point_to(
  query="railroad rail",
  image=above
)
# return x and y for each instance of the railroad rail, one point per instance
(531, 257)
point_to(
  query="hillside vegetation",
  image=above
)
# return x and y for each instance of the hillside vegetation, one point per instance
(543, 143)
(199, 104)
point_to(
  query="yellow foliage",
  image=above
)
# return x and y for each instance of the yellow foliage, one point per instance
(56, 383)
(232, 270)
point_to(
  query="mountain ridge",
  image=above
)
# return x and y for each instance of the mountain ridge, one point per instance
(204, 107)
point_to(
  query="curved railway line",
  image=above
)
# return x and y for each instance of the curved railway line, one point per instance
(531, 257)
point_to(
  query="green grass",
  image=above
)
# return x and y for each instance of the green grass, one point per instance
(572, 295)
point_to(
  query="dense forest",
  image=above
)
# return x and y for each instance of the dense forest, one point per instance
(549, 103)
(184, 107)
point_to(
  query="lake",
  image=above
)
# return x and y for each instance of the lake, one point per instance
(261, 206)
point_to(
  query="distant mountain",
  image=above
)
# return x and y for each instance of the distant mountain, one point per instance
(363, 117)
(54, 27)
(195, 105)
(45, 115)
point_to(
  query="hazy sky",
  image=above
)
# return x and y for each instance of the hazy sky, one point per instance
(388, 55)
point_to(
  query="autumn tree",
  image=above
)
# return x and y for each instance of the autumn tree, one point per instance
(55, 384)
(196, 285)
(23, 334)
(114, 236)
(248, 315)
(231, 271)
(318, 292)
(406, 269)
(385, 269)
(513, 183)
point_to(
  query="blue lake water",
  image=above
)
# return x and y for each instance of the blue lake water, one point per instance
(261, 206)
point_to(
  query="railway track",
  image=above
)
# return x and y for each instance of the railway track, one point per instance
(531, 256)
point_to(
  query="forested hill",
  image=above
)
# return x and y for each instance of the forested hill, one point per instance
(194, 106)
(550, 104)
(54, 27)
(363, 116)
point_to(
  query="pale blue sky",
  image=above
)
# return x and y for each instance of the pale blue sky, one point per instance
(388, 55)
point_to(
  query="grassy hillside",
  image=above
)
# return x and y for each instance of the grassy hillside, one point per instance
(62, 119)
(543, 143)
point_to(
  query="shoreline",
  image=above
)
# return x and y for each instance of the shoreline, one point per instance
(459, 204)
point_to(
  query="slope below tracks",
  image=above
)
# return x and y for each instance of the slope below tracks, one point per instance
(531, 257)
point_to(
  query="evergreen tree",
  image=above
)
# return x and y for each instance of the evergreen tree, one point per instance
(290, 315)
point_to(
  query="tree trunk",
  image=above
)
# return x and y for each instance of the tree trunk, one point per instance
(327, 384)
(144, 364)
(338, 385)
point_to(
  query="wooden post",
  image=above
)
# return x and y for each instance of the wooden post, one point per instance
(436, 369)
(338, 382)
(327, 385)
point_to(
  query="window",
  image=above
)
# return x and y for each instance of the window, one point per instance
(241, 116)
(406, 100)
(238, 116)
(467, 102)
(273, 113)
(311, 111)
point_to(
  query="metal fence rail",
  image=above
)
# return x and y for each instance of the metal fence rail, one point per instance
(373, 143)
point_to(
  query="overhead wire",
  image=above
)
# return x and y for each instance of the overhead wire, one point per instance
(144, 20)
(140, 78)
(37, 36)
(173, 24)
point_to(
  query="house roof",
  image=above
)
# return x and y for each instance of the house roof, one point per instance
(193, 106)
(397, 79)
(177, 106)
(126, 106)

◆ ◆ ◆ ◆ ◆ ◆ ◆

→ **Task objective**
Print the whole listing again, exactly.

→ **Solution for this problem**
point_to(
  query="railroad rail",
  image=above
)
# return x and y for each instance of the railroad rail, one point per instance
(531, 257)
point_to(
  query="hillside vegetation",
  image=above
)
# return x and y for each instance of the hillside vegetation, one point per instance
(543, 143)
(199, 104)
point_to(
  query="yellow foliage",
  image=above
)
# return x and y for each instance of the yellow foliage, one point per instance
(56, 383)
(232, 270)
point_to(
  query="mountain ridge",
  image=above
)
# return x and y for each instance of the mountain ridge, one point per instance
(204, 107)
point_to(
  query="curved railway line",
  image=above
)
# return x and y for each instance of the curved railway line, one point per instance
(531, 257)
point_to(
  query="green grass",
  image=above
)
# return x and y for each instance of the green grass, one point per instance
(572, 295)
point_to(
  query="dense forest",
  image=above
)
# return x and y for each instance of the dense forest, one point per instance
(549, 103)
(184, 107)
point_to(
  query="lake",
  image=above
)
# return x and y for each instance of the lake, one point per instance
(261, 206)
point_to(
  query="distant mountain",
  image=above
)
# return x and y for each instance of the distant mountain, one point per instance
(363, 117)
(54, 27)
(195, 105)
(45, 115)
point_to(
  query="hazy sky",
  image=above
)
# return x and y for each instance of the hazy sky, one point per instance
(388, 55)
point_to(
  query="autumn tree",
  image=above
)
# return x and y for each instance of the autumn tree, one point per instance
(55, 384)
(196, 285)
(23, 334)
(114, 236)
(248, 315)
(231, 271)
(318, 292)
(406, 269)
(385, 269)
(513, 183)
point_to(
  query="blue lake water",
  image=above
)
# return x and y for each instance of the blue lake water, one point per instance
(261, 206)
point_to(
  query="railway track",
  image=above
)
# return x and y for each instance of the railway track, one point per instance
(531, 256)
point_to(
  query="forested hill",
  image=above
)
# return x and y for each instance of the forested hill, one point per instance
(194, 106)
(550, 104)
(54, 27)
(363, 116)
point_to(
  query="pale blue sky",
  image=above
)
# return x and y for each instance of the pale blue sky, one point per instance
(388, 55)
point_to(
  query="grassy hillside",
  image=above
)
# return x and y for each instance of the grassy hillside, one point per instance
(62, 119)
(543, 143)
point_to(
  query="shoreline",
  image=above
)
# return x and y for each instance of the shoreline, one point per instance
(459, 204)
point_to(
  query="slope below tracks",
  image=above
)
# return x and y for each instance of the slope below tracks, one point per instance
(531, 257)
point_to(
  query="evergreen tree",
  image=above
)
# return x and y for each instance of the evergreen tree, one point per instance
(290, 315)
point_to(
  query="tree trunk",
  image=above
)
# return x and y for each instance of the tree trunk, one point per instance
(327, 384)
(144, 364)
(338, 385)
point_to(
  query="wooden post",
  image=above
)
# return x and y for each instance of the wooden post, one point per instance
(436, 369)
(338, 382)
(327, 385)
point_to(
  query="window",
  image=above
)
# return x and y for each instance of the window, one point per instance
(241, 116)
(406, 100)
(238, 116)
(467, 102)
(273, 113)
(311, 111)
point_to(
  query="metal fence rail",
  image=above
)
# return x and y for each instance of the metal fence rail, one point per instance
(373, 143)
point_to(
  query="overhead wire",
  image=above
)
# return x and y for each instance of the overhead wire, one point per instance
(144, 20)
(140, 78)
(37, 36)
(173, 24)
point_to(
  query="house roof",
  image=above
)
# return x and y for each instance of the house roof, one point per instance
(193, 106)
(397, 79)
(177, 106)
(126, 106)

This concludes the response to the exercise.